THE REQUEST:
You are to retype all of the data exactly as it appears.

DATA ROWS:
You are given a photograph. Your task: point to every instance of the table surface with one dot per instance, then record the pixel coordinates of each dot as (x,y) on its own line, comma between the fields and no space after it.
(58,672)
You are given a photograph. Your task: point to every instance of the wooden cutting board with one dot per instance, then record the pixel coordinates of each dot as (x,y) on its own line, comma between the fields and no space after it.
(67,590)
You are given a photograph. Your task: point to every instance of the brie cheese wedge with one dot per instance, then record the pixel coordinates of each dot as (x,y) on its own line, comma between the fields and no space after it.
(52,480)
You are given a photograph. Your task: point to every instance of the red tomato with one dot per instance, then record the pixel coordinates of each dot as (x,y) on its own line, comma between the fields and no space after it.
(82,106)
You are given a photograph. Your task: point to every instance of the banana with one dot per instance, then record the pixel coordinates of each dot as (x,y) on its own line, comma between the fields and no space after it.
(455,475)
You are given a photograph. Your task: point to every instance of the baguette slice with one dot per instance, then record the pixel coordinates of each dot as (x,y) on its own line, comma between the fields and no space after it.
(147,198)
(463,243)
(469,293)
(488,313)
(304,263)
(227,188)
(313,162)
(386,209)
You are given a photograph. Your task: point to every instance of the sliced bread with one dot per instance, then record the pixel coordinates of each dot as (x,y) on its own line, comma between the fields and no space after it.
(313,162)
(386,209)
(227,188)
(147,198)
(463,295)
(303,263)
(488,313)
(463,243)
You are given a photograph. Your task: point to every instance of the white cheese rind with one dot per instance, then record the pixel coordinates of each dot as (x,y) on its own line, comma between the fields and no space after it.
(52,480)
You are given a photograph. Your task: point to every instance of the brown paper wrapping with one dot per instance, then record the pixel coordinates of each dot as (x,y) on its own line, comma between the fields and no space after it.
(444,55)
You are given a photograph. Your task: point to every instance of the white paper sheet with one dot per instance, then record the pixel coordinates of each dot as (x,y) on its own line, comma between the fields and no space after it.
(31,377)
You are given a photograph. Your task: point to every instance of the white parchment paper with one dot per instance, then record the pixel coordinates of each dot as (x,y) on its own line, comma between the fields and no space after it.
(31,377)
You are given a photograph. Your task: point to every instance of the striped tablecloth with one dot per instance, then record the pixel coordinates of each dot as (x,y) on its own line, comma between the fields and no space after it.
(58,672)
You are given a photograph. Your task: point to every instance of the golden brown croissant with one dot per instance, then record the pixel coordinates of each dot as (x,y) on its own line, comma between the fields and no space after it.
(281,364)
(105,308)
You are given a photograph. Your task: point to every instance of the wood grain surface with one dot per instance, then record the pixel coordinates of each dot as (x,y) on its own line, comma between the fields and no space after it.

RESPONSE TO THIS TASK:
You are given a photograph. Your task: point to every instance of the table surface with one dot per instance, then record the pixel coordinates of each dot as (x,y) on its own line, comma between the fields and no space after it.
(58,672)
You are given a photograph. Your task: point to every instance of the wooden cutting board with one dot per instance, then record the pixel coordinates of each dot as (x,y) on its own line, comma between the fields and no space after it.
(67,590)
You are given a photograph. Your task: point to every instance of the brie cheese wedge with one dot per instance, then record the pixel coordinates of each dot as (x,y) on its own line, comma between the fields and no space after it.
(52,480)
You are given a photograph. Your task: point to every instance of the red tomato with one dot per instance, then record the pixel coordinates of each dot as (x,y) on its own line, comma between the fields and no space after it.
(82,106)
You are given a photograph. Your task: point to every instance of the banana with one dot per instance, then record the pixel coordinates of each dot as (x,y) on its own line, comma between the fields and no space after it.
(455,475)
You are given a photograph. Your task: point to every instance of the baguette slice with one dot per instance, then record the pixel coordinates of each dot as (x,y) on its own line, comma between the fields and no space after it.
(147,198)
(463,243)
(469,293)
(488,313)
(304,263)
(227,188)
(313,162)
(386,209)
You are given a photograph. Your task: point to every instance of the sliced bread with one dot per instance, then record the pixel coordinates of each dot as (x,y) on its own line, comma between the fields and no space after it.
(313,162)
(386,209)
(227,188)
(147,198)
(463,295)
(303,263)
(488,313)
(463,243)
You are given a photograph. Your task: point to every instance of the white cheese rind with one dot per instance, then record the pixel coordinates of each dot as (x,y) on its own line, comma between the fields and no space after it.
(52,480)
You are given a photograph. Your task: point to every instance of the brown paper wrapping with one dot per instance, then record the pixel coordinates of each dot as (x,y) on its own line, comma between the fields and no space after it.
(444,55)
You are given a photograph. Your task: point to every instance of the white paper sheet with one dot per instance, then record the pixel coordinates of each dot as (x,y) on its own line, comma between the fields and no space after it.
(31,377)
You are given a photograph. Your task: point to every instance of the white parchment paper with one dot per instance, then record the pixel coordinates of each dot as (x,y) on its own line, comma between the fields and no space after it.
(31,377)
You are given a photograph. Your task: point to every instance of the striped tablecloth with one dot per instance, then record the pixel coordinates of each dot as (x,y) on its own line, comma between the fields and no space after it.
(58,672)
You are given a photograph. Your task: point to every instance of the golden brown croissant with one dot per instance, then record the pixel coordinates of each dot as (x,y) on its own line, comma between the fields and no space after it.
(281,364)
(105,308)
You are given a photograph. Your task: point to every instance of the wood grain surface with one dot per instance, then record the pixel coordinates of each dot as (x,y) on its own line, comma between the fields and no space after it.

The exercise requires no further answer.